Provided passage
━━━━━━━━━━━━━━━━

# Sharon From Malaysia



## sharoncheongmy (Jul 8, 2009)

Hi.. just a brief intro bout myself. I'm Sharon (My full name Sharon Cheong Mei Yen) from Seremban, Malaysia. I'm turning 26 this coming August. What i do in my life? I'm an insect dealer. I supply Malaysian insects to dealers from the US and Europe countries. I'm not a breeder. I sell phasmid eggs and mantis ooths when they become available.

I'm also helping my friend with his website. We sell insect related products. Welcome to pay a visit at http://my-bugs.com Thank you very much! Best wishes to all.  

Best regards,

Sharon Cheong

190A, Jalan Seng Meng Lee,

70200 Seremban,

Negeri Sembilan,

Malaysia.

Email : [email protected]


----------



## gadunka888 (Jul 8, 2009)

welcom to the forum! i live in singapore! which part of malaysia do you live in?

━━━━━━━━━━━━━━━━

Data listing
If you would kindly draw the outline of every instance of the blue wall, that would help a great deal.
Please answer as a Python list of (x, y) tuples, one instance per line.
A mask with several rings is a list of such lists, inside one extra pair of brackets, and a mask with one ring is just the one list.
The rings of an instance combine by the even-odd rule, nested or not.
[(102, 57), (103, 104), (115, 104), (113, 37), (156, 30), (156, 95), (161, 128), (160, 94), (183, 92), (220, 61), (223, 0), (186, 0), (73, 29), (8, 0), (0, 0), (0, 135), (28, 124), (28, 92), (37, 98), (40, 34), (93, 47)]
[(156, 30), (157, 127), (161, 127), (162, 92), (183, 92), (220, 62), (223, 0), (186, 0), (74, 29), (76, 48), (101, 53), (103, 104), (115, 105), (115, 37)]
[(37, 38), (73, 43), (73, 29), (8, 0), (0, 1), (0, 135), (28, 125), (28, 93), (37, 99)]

━━━━━━━━━━━━━━━━

Required actions
A – Transcribe the part of the listing that opens with its first line and closes with the line containing "Please answer as", both ends included.
B – Go on with the forum introduction thread from the point where it stops.
The forum introduction thread and the listing are unrelated to each other.

Answers
A –
If you would kindly draw the outline of every instance of the blue wall, that would help a great deal.
Please answer as a Python list of (x, y) tuples, one instance per line.

B –
----------



## Katnapper (Jul 8, 2009)

Hello, Sharon, and welcome to the forum.... nice to have you here.


----------



## Rick (Jul 8, 2009)

There you go. Welcome.


----------



## ismart (Jul 8, 2009)

Welcome to the forum  .


----------



## agent A (Jul 8, 2009)

Welcome to the forum FROM CONNECTICUT


----------



## revmdn (Jul 8, 2009)

Welcome.


----------



## [email protected] (Jul 8, 2009)

Welcome from florida.


----------



## Emile.Wilson (Jul 8, 2009)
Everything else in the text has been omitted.